*Requirement 1*: Put the entries from the line containing "Where can you find the pool edge" through the last entry into a Markdown table with the columns Row and Line, numbering each row and leaving out blank lines.

*Page extract*:
==============================

Looks like much of the action happens on work-queues. I'm wondering if
we managed to delete wdev objects before we have completely cleaned up
in some cases...

I was planning to add code to explicitly clean up current_bss if it
is not NULL in whatever code actually does the final cleanup for
wdev objects.

I didn't see an obvious cleanup method in sme.c, but will go look around
some more...

Thanks,
Ben

>
> johannes
>


--
Ben Greear <[email protected]>
Candela Technologies Inc http://www.candelatech.com


2013-06-17 19:03:04

by Johannes Berg

[permalink] [raw]
Subject: Re: Lots of confusion on bss refcounting.

On Mon, 2013-06-17 at 11:49 -0700, Ben Greear wrote:

> We create an assoc_data, assign a bss pointer in ieee80211_mgd_assoc,
> but do not claim a reference.

Heh, yeah, I was actually looking at this code too but didn't have time
today to finish my thoughts ...

> Later, when deleting the assoc_data, the ref is not freed either,
> except in one error path where it is explicitly freed:
>
> if (!ieee80211_assoc_success(sdata, *bss, mgmt, len)) {
> /* oops -- internal error -- send timeout for now */
> ieee80211_destroy_assoc_data(sdata, false);
> cfg80211_put_bss(sdata->local->hw.wiphy, *bss);
> return RX_MGMT_CFG80211_ASSOC_TIMEOUT;
> }
>
> This seems ripe for bugs, if not already buggy.
>
> Maybe we should be more explicit about always grabbing a ref when
> we take a reference to the pointer, and always put it when we
> destroy the pointer?

I think the reference is actually given to mac80211 by cfg80211 in
cfg80211_mlme_assoc(), so we shouldn't need to grab a reference?

==============================

*Provided records*:
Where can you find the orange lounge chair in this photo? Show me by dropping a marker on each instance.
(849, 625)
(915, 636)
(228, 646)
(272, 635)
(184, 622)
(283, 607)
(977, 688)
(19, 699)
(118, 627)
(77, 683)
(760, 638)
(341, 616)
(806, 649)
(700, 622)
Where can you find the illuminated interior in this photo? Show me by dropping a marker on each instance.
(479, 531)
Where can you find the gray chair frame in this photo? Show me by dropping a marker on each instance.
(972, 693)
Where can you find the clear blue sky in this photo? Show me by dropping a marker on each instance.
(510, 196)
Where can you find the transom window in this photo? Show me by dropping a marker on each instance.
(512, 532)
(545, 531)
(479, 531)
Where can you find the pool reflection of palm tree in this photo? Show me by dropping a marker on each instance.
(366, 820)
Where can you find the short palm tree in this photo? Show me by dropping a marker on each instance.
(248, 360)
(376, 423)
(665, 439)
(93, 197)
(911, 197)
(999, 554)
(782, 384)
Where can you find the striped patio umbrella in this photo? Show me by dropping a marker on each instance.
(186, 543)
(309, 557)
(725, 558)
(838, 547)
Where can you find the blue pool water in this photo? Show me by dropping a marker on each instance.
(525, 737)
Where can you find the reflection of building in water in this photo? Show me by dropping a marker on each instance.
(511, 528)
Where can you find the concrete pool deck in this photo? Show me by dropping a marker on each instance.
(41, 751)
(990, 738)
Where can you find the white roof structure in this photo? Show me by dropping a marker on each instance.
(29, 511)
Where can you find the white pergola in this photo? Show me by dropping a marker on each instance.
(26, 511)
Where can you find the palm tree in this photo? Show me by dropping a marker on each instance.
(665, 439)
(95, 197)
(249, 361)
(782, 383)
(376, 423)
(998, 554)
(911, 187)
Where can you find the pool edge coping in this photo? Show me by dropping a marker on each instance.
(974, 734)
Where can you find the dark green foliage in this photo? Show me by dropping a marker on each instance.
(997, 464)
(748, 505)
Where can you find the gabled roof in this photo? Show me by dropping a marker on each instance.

==============================

*Requirement 2*: Continue the mailing-list thread about bss reference counting from the point where it stops.

*Task answer 1*:
| Row | Line |
|---|---|
| 1 | Where can you find the pool edge coping in this photo? Show me by dropping a marker on each instance. |
| 2 | (974, 734) |
| 3 | Where can you find the dark green foliage in this photo? Show me by dropping a marker on each instance. |
| 4 | (997, 464) |
| 5 | (748, 505) |
| 6 | Where can you find the gabled roof in this photo? Show me by dropping a marker on each instance. |

*Task answer 2*:
Although I'm certainly willing to change this and make cfg80211 always
put the reference after calling rdev_assoc() so that the driver/mac80211
would be responsible for obtaining its own if it needs to hang on to the
struct.

This does seem broken though.

johannes


2013-06-18 12:49:35

by Johannes Berg

[permalink] [raw]
Subject: Re: Lots of confusion on bss refcounting.

On Mon, 2013-06-17 at 17:30 -0700, Ben Greear wrote:
> On 06/17/2013 02:31 PM, Ben Greear wrote:
> > On 06/17/2013 12:09 PM, Ben Greear wrote:
> >> On 06/17/2013 12:02 PM, Johannes Berg wrote:
> >
> >> The bss reference is passed back, and through luck or careful programming,
> >> it *seems* that all paths related to calling ieee80211_rx_mgmt_assoc_resp
> >> managed to consume the bss.
> >>
> >> I haven't figured out yet why this is not an erroneous put since I didn't
> >> find the reference taken in the first place.
> >>
> >> I'm going to work on making some changes to the ref counting scheme
> >> a bit. I'd rather have the code perhaps take and put a few refs
> >> it might otherwise skip to keep the ownership cleaner and make
> >> the code easier to debug and understand...
> >>
> >> I'll post some for RFC when I make some progress.
> >
> > I think I found at least some of the leaks.
> >
> > In places like ieee80211_mgd_stop, we were calling ieee80211_destroy_assoc_data,
> > but it was not putting the bss reference.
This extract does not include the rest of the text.